## Exercise brief
Extract each line in the records below that contains the word "story", copying every such line in full.
[BEGIN Data]
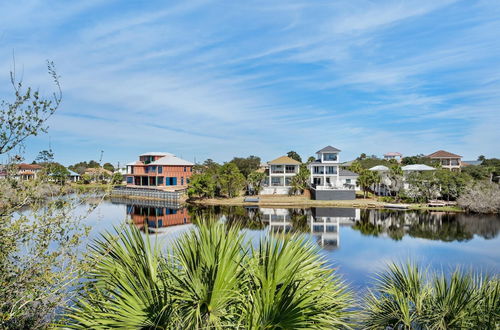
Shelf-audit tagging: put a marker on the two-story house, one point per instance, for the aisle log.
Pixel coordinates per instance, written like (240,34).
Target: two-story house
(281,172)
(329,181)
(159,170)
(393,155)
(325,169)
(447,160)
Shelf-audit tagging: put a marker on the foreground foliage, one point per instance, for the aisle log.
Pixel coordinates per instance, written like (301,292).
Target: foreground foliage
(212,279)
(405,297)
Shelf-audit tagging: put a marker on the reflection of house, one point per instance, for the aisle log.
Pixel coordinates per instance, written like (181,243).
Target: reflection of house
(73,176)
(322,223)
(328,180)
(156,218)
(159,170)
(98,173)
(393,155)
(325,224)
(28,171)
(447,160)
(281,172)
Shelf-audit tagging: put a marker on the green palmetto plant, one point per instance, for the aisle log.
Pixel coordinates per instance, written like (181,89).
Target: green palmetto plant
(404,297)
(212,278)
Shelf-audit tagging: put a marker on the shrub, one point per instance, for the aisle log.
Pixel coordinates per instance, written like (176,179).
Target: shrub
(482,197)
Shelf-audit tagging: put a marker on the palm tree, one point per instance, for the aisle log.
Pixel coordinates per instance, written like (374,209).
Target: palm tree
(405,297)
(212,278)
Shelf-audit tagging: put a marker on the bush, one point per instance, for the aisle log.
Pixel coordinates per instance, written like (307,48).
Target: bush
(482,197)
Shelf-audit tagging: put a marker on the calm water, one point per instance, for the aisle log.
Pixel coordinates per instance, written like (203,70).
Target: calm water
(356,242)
[END Data]
[BEGIN Data]
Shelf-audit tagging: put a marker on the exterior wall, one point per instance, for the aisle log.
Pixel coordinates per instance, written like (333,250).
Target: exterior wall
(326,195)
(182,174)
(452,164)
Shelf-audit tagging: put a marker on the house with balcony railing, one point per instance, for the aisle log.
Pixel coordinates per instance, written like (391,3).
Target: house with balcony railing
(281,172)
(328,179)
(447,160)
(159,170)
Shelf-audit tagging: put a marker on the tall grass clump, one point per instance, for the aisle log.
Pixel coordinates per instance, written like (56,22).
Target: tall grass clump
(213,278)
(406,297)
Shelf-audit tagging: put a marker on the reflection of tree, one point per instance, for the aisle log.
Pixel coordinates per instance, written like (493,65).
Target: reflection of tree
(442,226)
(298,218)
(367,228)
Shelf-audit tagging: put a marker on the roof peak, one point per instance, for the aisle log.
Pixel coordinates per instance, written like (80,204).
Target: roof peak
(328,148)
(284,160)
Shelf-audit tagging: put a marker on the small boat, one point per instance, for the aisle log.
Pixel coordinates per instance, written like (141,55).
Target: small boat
[END Data]
[BEGIN Data]
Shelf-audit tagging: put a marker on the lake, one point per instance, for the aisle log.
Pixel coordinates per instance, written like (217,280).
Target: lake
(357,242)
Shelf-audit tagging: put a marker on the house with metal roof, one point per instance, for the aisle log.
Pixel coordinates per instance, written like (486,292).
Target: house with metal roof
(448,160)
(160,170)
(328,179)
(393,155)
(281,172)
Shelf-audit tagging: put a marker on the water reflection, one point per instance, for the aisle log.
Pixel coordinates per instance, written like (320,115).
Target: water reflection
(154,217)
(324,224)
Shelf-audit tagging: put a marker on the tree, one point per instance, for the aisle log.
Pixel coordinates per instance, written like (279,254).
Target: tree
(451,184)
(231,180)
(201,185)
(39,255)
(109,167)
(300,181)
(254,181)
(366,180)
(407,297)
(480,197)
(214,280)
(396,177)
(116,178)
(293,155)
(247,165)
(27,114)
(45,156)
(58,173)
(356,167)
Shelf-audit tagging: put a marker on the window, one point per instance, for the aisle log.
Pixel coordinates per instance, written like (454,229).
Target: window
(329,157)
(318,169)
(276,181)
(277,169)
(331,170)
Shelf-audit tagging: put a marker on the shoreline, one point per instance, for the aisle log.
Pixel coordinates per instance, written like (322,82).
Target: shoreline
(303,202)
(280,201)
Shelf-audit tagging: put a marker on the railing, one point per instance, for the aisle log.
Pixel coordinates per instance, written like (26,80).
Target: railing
[END Data]
## Solution
Shelf-audit tagging: put a marker on the two-story house, one point per instance, for the aisle log.
Target: two-story house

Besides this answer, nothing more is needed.